> _WHAT YOU NEED TO DO_:
A – From the passage on the Holy Spirit's emotions, transcribe the part between "We don’t think the" and "certain theological realities.", inclusive.
B – Decide whether each statement agrees with the passage on the Holy Spirit's emotions, answering yes or no and quoting the words of the passage that settle it. (i) Unborn babies can respond emotionally to certain stimuli. (ii) In Classical theism, God is able to change. (iii) Classical theism's claim that God does not really have emotions goes back to Augustine.
C – In the passage on the Holy Spirit's emotions, what word describes the texts that speak of God being angry, happy, or regretful?

> _EXCERPT TO READ_:
#####

September 25, 2008 at 7:36 pm (Pneumatology, The Holy Spirit) (, , , , , , , , , , , , , , , , , , )

Persons have emotions. Even unborn babies respond emotionally to certain stimuli. But when we think of the Holy Spirit we don’t think of a person, we think of a force or energy. This is largely because, in our minds, the Spirit does not have emotion.

 

We don’t think the Spirit has emotions for two reasons. First, on a popular level, we simply do not read our Bible’s close enough. Our preconceptions of the Spirit as a force and shadowy ghost color our ability to see those texts which speak of the Spirit’s emotion. Second, on a more academic level, Classical theism has, since Augustine, argued that God does not really have emotions. That is, all those texts which speak of God being angry, or happy, or regretful are anthropopathic: primarily human passions or emotions cast on God. God does not really feel anger, in Classical theism, “anger” is just a human way of explaining certain theological realities.

 

This is largely because in Classical theism God cannot change. Having a vast array of emotions leaves open the possibility of changing from one to another. God is perfect and any change from perfection is imperfection. Since emotions require change, this would necessitate that God moves about in various levels of imperfection.

#####

> _DATA LINES_:
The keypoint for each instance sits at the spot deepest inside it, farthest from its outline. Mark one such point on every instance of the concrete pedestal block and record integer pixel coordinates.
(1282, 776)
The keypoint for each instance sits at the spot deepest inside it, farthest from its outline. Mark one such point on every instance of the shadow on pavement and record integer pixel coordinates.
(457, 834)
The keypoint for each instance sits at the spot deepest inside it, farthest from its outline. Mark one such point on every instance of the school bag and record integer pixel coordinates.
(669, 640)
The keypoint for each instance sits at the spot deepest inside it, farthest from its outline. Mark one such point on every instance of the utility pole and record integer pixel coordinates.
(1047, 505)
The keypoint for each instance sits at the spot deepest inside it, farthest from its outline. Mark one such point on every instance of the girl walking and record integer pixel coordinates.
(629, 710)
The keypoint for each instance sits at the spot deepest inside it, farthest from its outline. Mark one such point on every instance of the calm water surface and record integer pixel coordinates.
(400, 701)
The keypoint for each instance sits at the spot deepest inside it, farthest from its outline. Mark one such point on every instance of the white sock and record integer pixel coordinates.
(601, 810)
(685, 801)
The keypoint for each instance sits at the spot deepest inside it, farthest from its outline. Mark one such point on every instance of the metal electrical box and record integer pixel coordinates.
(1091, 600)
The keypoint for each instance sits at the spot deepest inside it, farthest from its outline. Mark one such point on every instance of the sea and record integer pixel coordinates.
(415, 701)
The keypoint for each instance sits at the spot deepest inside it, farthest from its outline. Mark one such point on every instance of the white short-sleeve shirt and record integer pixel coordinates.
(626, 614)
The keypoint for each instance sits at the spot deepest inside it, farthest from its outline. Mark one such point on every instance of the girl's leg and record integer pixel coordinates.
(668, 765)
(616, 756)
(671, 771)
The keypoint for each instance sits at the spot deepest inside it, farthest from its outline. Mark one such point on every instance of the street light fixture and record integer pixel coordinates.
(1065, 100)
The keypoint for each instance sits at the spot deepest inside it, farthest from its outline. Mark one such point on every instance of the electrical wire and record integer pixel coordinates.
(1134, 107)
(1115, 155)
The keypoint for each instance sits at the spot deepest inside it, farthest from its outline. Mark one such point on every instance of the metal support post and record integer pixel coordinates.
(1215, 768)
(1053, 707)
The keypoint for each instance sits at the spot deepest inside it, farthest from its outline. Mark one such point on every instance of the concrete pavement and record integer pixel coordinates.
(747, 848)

#####

> _SOLUTIONS_:
A –
We don’t think the Spirit has emotions for two reasons. First, on a popular level, we simply do not read our Bible’s close enough. Our preconceptions of the Spirit as a force and shadowy ghost color our ability to see those texts which speak of the Spirit’s emotion. Second, on a more academic level, Classical theism has, since Augustine, argued that God does not really have emotions. That is, all those texts which speak of God being angry, or happy, or regretful are anthropopathic: primarily human passions or emotions cast on God. God does not really feel anger, in Classical theism, “anger” is just a human way of explaining certain theological realities.

B –
(i) Yes: "Even unborn babies respond emotionally to certain stimuli."
(ii) No: "in Classical theism God cannot change."
(iii) Yes: "Classical theism has, since Augustine, argued that God does not really have emotions."

C – Anthropopathic.